Start of Block
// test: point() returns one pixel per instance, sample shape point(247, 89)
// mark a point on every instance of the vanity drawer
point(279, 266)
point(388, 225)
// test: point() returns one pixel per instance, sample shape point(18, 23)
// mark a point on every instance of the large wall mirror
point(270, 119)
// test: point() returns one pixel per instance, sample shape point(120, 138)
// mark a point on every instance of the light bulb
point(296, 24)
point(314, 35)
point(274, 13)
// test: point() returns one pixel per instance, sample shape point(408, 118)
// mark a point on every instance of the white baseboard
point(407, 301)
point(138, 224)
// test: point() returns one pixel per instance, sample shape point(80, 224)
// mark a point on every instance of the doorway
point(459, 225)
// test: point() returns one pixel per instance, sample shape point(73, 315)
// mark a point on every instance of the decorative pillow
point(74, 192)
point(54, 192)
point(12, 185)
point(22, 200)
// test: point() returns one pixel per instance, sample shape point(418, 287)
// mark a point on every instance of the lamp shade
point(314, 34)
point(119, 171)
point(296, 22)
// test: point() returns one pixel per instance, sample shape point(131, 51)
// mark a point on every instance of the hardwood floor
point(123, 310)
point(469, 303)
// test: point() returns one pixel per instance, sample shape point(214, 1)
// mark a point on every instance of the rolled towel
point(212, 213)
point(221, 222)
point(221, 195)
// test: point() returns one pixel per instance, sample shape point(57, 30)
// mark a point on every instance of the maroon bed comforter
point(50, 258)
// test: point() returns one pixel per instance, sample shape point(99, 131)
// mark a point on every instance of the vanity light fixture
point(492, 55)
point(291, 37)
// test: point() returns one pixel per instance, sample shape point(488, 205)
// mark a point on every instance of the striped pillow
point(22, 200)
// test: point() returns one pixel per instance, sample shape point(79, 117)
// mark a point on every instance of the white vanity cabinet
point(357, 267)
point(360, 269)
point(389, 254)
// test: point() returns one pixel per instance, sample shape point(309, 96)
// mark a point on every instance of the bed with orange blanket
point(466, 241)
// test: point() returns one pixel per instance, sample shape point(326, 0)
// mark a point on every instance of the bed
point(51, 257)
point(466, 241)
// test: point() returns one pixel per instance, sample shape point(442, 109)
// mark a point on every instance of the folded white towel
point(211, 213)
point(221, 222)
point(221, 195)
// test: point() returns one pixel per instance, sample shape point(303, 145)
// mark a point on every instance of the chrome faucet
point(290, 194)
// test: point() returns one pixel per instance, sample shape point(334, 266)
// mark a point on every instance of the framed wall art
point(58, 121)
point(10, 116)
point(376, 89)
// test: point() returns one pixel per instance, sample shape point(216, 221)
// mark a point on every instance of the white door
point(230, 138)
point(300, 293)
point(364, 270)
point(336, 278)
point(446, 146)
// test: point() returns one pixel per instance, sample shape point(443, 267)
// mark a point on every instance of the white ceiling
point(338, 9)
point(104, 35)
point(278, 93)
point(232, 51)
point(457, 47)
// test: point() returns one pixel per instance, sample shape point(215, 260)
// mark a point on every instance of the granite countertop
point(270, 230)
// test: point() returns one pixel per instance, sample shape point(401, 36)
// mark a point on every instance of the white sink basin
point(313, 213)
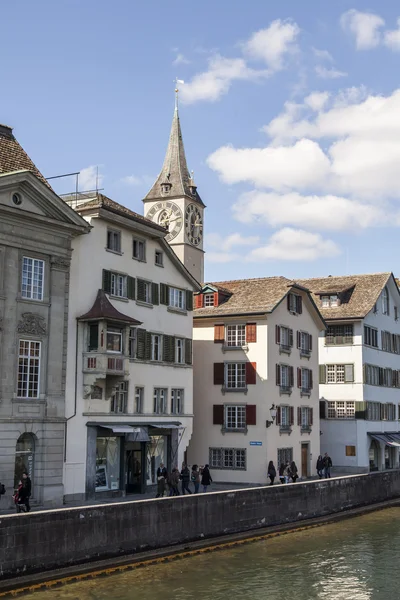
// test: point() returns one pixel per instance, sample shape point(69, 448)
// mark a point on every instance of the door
point(304, 461)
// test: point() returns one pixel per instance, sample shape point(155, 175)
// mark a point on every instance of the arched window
point(24, 457)
point(385, 301)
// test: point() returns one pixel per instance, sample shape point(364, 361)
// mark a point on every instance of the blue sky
point(290, 114)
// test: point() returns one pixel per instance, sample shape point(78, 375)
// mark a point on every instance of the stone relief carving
point(32, 324)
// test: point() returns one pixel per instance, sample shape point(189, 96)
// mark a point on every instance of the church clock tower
point(174, 202)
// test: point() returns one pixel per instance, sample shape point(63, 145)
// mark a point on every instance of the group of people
point(169, 482)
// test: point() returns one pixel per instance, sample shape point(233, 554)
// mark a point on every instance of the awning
point(390, 439)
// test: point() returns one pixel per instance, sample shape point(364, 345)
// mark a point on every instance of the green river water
point(357, 559)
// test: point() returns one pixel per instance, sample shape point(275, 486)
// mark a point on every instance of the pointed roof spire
point(174, 179)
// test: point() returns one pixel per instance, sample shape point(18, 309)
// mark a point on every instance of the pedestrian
point(271, 472)
point(293, 471)
point(185, 476)
point(174, 482)
point(161, 477)
point(320, 466)
point(195, 478)
point(27, 483)
point(205, 478)
point(327, 465)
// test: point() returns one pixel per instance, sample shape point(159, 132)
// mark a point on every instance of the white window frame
point(32, 280)
point(29, 363)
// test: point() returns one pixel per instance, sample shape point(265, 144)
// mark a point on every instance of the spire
point(174, 179)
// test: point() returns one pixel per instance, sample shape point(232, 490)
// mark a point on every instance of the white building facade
point(359, 370)
point(255, 354)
End of Block
EXERCISE AIM
The output should consist of every entry above, printed exactly, with the images removed.

ANSWER BELOW
// test: point() returns one pixel per instance, sample shape point(247, 89)
// mark a point on every instance of the vanity drawer
point(279, 266)
point(388, 225)
// test: point() returns one pixel per instance, sample shape point(18, 23)
// mark a point on every instance of the large wall mirror
point(270, 119)
// test: point() returns one pixel per instance, sample shape point(120, 138)
// mark a point on every instance of the light bulb
point(296, 24)
point(314, 35)
point(274, 13)
// test: point() returns one pixel per instance, sample shape point(408, 118)
// mark a point on every instance of the white baseboard
point(407, 301)
point(138, 224)
// test: point() returns one pixel per instance, sample shape point(80, 224)
// mark a point on every instance of the doorway
point(459, 225)
// test: point() returns one pixel per instance, sample shape point(73, 315)
// mark a point on every instance of the decorative pillow
point(74, 192)
point(54, 192)
point(12, 185)
point(22, 200)
// test: point() returns one pixel per instance, sample shape point(418, 287)
// mark a point on every instance of the lamp shade
point(314, 34)
point(119, 171)
point(296, 22)
// test: point() returns one pixel per instance, sample shape point(131, 51)
// mark a point on every instance of the hardwood floor
point(123, 310)
point(469, 303)
// test: point() returns one pixel per instance, sample shape point(214, 1)
// mark a point on every instance of the rolled towel
point(212, 213)
point(221, 222)
point(221, 195)
// test: point() returns one pixel per instance, sample shape point(57, 30)
// mark a point on every instance of the maroon bed comforter
point(50, 258)
// test: point() returns one pixel per instance, sample shape point(99, 131)
// mark a point on every instance of the vanity light fixture
point(492, 55)
point(291, 37)
// test: point() returns one pixel per instance, sample shape point(488, 205)
// mark a point on every instance of the striped pillow
point(22, 200)
// test: point() returns one pixel per instance, sample shape point(79, 117)
// mark a point on every instance of the white vanity cabinet
point(357, 267)
point(360, 269)
point(389, 254)
// test: point() returns one pixel per instance, sample shape point(309, 96)
// mark a point on every instance of the bed with orange blanket
point(466, 241)
// test: point() returns one pixel per instance, sample shape point(326, 0)
// mark a point on every instance of the bed
point(51, 257)
point(466, 241)
// test: point() returns one pixel per instance, sample shape point(442, 109)
// mark a point on every instance of the folded white towel
point(211, 213)
point(221, 222)
point(221, 195)
// test: point() returns one pixel per instance, sample shape point(303, 145)
// mark a point on every instance of the chrome faucet
point(290, 194)
// test: point() returns one pixel per instance, sample shape point(334, 266)
// mark a point on every instance of the framed wall art
point(58, 121)
point(10, 116)
point(376, 89)
// test: point() returns one pixel per instance, sample shape point(216, 221)
// mark a point on every instance of the white door
point(230, 138)
point(300, 293)
point(364, 270)
point(336, 278)
point(446, 146)
// test: point() returns one pixel per instance, sample shape point(443, 267)
// mark a point on every instance of the white ceiling
point(338, 9)
point(104, 35)
point(278, 93)
point(232, 51)
point(457, 47)
// test: point() returns one pixel per instance, sample shape point(215, 260)
// mark a point on every instance of the granite countertop
point(270, 230)
// test: point() returns one pixel per instance, sample shape point(401, 36)
// mark a point on every instance of the white sink basin
point(313, 213)
// test: point() returns one pixel per instance, sample shape point(69, 448)
// mark a point on every instance of the door
point(304, 461)
// test: point() returns one pixel per instance, sample shape point(155, 175)
// mark a point on every instance of the arched window
point(24, 457)
point(385, 301)
// test: point() returns one pixel per instance, sample shape point(364, 361)
// mark a point on every instance of the blue sky
point(290, 114)
// test: point() returns one pixel per instance, sample shape point(78, 375)
// mark a point on every instance of the stone relief carving
point(32, 324)
// test: point() returns one pixel per instance, sample shape point(189, 96)
// mark a point on every instance of the church clock tower
point(174, 202)
// test: point() returns one pixel per instance, sample shape point(63, 145)
// mark a point on every instance of the group of people
point(169, 482)
// test: point() returns one pixel per instance, sample shape point(233, 554)
// mark a point on every instance of the awning
point(390, 439)
// test: point() returns one pixel per instance, sample shape point(364, 345)
// mark a point on every instance of the green river water
point(357, 559)
// test: point() returns one pixel per instance, sample shape point(275, 486)
// mark a point on every instance of the pointed roof spire
point(174, 179)
// test: point() returns one pixel per instance, sample shape point(18, 309)
// mark a point on every instance of the pedestrian
point(271, 472)
point(293, 471)
point(185, 476)
point(174, 482)
point(161, 477)
point(320, 466)
point(195, 478)
point(27, 483)
point(205, 478)
point(327, 465)
// test: point() returns one pixel per instance, sample shape point(159, 132)
// mark a point on every instance of the white window frame
point(32, 280)
point(29, 363)
// test: point() returns one pixel per instance, sample shape point(265, 144)
// mark a point on every instance of the spire
point(174, 179)
// test: point() returns one pixel per instance, sample shape point(232, 490)
// mark a point on every instance of the white building facade
point(359, 370)
point(255, 354)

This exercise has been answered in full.